What you should do:
Return every line of the listing below that contains the word "antenna", copying each such line in full.

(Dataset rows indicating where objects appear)
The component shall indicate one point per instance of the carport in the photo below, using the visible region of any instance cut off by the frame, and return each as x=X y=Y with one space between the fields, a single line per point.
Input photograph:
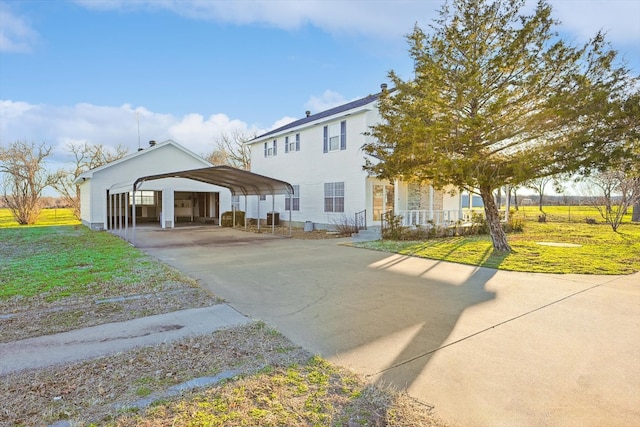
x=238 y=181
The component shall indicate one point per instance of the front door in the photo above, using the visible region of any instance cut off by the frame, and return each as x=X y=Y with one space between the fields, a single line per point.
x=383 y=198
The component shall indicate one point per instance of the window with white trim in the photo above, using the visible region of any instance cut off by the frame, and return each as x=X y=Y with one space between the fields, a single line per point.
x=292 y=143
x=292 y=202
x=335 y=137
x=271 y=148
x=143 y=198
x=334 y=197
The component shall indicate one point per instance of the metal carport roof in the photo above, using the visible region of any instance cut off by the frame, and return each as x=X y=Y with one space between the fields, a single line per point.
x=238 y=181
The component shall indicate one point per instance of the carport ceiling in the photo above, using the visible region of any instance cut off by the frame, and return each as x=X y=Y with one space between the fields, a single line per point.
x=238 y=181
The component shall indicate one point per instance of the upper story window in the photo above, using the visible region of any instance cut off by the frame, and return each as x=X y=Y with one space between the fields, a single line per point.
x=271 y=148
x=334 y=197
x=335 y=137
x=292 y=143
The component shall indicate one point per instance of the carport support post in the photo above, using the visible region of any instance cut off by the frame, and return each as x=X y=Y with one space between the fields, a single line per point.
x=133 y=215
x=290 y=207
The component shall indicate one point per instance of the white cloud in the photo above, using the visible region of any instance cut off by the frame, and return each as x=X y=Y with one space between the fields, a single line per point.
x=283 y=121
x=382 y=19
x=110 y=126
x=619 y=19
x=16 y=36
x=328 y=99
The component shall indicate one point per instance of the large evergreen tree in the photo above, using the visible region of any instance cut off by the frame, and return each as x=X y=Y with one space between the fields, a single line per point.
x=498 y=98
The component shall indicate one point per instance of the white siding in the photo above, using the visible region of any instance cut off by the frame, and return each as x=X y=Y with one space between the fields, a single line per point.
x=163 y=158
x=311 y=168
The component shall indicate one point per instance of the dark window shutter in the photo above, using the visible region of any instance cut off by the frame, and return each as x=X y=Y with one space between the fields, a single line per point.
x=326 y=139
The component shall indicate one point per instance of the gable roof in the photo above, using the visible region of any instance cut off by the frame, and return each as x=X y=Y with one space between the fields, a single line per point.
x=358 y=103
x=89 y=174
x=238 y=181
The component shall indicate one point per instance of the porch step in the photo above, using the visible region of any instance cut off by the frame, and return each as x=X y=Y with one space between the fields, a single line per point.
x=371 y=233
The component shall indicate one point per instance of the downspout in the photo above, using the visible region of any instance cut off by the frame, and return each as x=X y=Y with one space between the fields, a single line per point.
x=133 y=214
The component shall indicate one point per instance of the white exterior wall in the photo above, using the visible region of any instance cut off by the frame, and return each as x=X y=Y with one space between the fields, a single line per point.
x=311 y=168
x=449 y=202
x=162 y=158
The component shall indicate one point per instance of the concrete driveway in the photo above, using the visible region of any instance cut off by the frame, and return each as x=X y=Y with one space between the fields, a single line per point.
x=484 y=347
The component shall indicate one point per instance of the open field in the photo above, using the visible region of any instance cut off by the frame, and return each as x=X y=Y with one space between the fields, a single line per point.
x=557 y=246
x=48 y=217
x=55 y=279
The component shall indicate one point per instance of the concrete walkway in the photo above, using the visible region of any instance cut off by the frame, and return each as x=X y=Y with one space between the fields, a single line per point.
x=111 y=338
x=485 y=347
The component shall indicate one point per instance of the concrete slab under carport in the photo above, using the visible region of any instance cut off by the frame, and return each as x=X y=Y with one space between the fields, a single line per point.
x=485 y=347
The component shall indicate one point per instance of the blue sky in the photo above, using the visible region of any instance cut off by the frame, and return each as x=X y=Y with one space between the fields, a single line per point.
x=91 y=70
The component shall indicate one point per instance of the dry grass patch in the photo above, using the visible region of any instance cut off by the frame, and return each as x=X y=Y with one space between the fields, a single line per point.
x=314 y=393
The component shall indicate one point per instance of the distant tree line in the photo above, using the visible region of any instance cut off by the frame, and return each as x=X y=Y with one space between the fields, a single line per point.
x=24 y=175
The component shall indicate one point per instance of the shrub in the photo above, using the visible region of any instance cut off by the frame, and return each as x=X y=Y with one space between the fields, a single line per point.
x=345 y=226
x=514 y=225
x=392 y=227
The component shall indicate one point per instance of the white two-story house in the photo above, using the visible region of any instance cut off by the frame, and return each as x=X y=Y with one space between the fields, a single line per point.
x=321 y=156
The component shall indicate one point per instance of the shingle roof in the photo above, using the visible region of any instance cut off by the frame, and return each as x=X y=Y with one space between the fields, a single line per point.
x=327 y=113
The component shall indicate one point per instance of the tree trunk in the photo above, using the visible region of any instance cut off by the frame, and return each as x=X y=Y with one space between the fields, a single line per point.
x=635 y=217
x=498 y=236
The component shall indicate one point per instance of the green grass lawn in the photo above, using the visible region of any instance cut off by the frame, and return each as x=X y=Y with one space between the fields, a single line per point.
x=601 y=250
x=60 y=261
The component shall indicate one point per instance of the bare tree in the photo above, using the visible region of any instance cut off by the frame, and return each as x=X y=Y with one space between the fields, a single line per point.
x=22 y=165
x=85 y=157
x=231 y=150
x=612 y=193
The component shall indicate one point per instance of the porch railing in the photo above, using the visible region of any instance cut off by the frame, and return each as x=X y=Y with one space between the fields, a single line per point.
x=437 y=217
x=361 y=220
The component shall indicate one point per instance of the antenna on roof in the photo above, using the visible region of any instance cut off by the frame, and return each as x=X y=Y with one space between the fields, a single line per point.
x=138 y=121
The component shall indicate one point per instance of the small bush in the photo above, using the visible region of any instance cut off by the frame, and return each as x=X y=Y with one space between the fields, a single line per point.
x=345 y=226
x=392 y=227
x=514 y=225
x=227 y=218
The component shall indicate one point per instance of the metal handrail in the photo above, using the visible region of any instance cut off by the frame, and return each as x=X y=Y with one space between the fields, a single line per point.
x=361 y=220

==

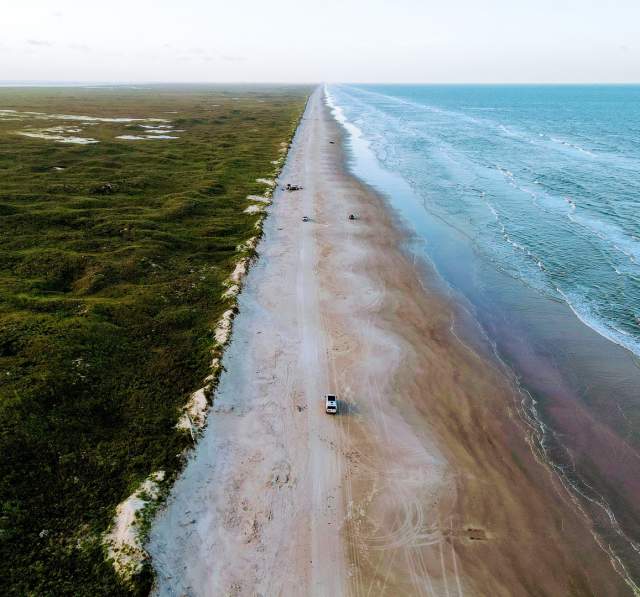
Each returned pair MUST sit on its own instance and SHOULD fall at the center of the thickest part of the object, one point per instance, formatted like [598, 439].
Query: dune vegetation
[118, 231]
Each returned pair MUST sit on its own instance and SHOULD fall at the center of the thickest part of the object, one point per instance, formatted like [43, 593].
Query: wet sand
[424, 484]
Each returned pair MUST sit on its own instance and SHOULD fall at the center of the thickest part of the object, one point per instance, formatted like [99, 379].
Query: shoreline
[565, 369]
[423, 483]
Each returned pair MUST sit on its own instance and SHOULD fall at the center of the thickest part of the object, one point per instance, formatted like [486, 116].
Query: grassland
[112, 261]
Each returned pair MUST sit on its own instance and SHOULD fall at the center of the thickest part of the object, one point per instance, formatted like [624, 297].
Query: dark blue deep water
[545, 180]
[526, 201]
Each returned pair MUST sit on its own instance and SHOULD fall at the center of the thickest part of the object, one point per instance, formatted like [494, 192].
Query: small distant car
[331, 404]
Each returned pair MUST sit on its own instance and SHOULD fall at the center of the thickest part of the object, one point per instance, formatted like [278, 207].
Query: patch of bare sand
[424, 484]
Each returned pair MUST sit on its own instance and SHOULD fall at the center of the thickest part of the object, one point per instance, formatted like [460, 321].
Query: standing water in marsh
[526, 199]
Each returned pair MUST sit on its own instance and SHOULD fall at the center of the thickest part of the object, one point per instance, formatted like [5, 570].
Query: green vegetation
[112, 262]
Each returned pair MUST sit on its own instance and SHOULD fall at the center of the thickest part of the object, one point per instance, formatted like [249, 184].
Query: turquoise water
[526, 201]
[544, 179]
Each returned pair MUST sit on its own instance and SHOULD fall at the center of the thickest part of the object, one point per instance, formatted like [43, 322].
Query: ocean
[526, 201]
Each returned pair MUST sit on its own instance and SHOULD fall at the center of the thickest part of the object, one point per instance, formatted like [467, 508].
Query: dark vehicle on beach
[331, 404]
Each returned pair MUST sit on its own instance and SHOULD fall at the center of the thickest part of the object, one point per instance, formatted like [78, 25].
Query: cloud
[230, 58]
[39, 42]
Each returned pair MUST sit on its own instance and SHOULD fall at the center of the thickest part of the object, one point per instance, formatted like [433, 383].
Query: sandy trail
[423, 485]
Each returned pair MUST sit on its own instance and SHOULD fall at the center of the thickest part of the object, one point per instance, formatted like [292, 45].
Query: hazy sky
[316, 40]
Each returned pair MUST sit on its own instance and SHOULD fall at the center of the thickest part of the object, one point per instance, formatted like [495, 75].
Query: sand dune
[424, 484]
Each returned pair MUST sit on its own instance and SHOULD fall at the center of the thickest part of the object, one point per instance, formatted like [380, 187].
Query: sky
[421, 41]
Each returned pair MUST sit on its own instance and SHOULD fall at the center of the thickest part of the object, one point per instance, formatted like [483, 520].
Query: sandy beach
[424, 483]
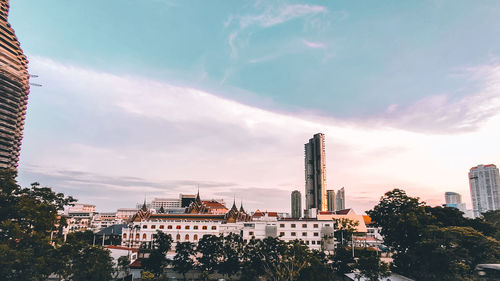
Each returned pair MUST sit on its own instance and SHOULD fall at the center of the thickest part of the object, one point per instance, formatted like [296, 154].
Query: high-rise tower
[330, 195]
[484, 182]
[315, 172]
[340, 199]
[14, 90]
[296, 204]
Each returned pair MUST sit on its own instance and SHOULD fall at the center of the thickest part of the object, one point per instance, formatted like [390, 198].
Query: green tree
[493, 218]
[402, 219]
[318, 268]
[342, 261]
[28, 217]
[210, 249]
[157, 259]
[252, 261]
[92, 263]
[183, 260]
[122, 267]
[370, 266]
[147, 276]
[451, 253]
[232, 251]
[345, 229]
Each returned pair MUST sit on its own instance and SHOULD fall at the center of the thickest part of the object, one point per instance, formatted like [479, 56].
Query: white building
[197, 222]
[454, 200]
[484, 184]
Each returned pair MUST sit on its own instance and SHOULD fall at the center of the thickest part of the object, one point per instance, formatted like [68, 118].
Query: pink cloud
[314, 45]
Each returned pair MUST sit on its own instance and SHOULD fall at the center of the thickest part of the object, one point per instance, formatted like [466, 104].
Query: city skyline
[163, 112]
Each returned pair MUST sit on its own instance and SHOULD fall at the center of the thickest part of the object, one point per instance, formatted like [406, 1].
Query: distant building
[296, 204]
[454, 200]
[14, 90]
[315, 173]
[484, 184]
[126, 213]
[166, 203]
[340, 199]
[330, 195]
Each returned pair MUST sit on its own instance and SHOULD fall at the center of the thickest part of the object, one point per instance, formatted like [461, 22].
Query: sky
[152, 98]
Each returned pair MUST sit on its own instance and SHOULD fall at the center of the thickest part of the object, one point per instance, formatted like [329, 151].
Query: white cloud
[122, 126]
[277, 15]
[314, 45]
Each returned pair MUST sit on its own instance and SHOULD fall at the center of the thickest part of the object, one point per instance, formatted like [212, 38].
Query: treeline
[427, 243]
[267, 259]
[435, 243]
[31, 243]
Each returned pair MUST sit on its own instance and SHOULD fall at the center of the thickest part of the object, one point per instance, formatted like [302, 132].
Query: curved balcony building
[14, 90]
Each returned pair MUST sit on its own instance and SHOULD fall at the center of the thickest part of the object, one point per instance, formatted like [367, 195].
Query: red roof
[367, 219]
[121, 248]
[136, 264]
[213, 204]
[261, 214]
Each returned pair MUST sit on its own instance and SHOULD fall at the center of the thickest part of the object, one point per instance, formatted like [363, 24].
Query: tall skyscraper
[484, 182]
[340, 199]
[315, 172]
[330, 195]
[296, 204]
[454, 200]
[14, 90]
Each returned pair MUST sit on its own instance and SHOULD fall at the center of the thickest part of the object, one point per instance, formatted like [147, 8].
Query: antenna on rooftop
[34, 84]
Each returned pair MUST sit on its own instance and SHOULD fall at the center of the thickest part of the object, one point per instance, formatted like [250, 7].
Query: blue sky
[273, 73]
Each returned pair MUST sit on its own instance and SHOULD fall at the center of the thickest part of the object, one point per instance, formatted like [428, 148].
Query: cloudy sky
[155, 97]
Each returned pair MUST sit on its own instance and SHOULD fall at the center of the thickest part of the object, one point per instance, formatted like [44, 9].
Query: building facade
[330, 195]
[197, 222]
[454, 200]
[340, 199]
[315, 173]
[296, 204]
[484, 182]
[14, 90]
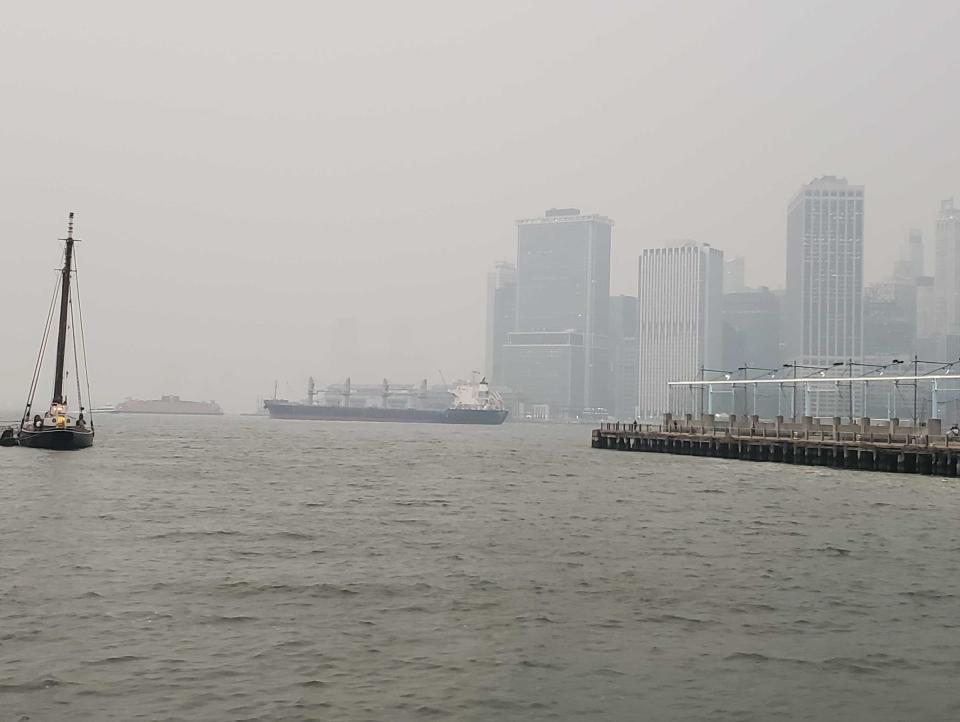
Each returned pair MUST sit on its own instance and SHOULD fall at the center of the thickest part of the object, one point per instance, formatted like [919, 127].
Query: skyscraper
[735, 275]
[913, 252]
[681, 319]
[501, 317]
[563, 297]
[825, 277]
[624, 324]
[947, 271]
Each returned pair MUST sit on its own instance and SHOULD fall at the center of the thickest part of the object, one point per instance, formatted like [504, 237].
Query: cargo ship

Exercise result:
The component shall indicate one point per instance of the antenna on roof in the photo above, using the visible region of any instance cut off by the frame, and return each as x=X y=Y with one space between the fields, a single line per point.
Query: antenna on rooftop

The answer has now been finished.